Now, I am probably going to say something that will cause a lot of you to cringe. I would not be picky about who owns this retreat, so long as it doesn’t get you shot! The fact is that in these types of situations “ownership becomes a relative term”, whether it is an apple or a parcel of land in the middle of nowhere is not going to mean a thing, hence the reason for weapons.

Now the good news is that I do believe that there are good people out there who are prepared not only for themselves but for the possibility of helping others survive. Also, we realize that there must be “in some fashion” a continuation of the species. I am not advocating that you act like a band of “Rogue-Marines”. This will get you shot, eventually. What I am saying is that you should get to a place that has water, some hunting or fishing, regroup, and move-on “if you must”. This is exactly what happened to our intrepid band of zombie avoiders in the TV show.

━━━━━━━━━━━━━━━━━━━━

■ **Exercise description**:
According to the passage on survival retreats, what kind of place should a group get to?

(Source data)
━━━━━━━━━━━━━━━━━━━━

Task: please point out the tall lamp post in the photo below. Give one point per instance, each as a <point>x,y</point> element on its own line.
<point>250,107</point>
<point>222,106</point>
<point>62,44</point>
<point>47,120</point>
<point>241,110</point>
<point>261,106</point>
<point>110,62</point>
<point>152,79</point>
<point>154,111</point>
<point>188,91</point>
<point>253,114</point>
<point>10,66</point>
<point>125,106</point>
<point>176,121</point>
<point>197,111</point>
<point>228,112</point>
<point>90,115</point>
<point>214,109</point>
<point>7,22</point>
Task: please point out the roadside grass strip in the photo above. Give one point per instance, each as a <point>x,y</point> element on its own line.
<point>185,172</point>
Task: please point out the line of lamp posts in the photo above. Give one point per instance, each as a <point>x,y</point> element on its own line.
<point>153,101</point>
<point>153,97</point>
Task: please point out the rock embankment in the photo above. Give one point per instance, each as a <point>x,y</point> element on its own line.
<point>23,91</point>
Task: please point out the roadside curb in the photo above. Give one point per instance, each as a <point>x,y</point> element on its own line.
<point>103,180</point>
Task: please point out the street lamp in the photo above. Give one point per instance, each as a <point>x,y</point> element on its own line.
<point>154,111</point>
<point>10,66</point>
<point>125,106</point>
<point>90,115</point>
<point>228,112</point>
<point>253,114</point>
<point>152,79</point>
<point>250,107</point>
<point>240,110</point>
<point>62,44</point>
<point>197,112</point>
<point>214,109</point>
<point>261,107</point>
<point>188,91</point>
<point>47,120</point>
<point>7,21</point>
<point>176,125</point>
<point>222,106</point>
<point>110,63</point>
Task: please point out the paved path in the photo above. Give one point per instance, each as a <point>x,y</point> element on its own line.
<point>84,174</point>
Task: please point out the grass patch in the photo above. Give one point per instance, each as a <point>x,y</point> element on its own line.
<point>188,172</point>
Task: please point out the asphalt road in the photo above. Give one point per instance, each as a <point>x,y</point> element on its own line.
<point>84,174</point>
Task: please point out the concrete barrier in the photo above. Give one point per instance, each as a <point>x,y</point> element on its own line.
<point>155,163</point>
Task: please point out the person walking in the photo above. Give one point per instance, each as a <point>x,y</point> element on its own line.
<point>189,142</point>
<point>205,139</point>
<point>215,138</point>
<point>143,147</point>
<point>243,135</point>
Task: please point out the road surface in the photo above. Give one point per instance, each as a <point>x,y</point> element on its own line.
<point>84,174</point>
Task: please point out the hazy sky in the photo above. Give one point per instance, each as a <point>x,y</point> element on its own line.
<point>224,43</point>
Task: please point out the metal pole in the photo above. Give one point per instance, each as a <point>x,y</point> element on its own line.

━━━━━━━━━━━━━━━━━━━━

■ **Task result**:
A place that has water and some hunting or fishing.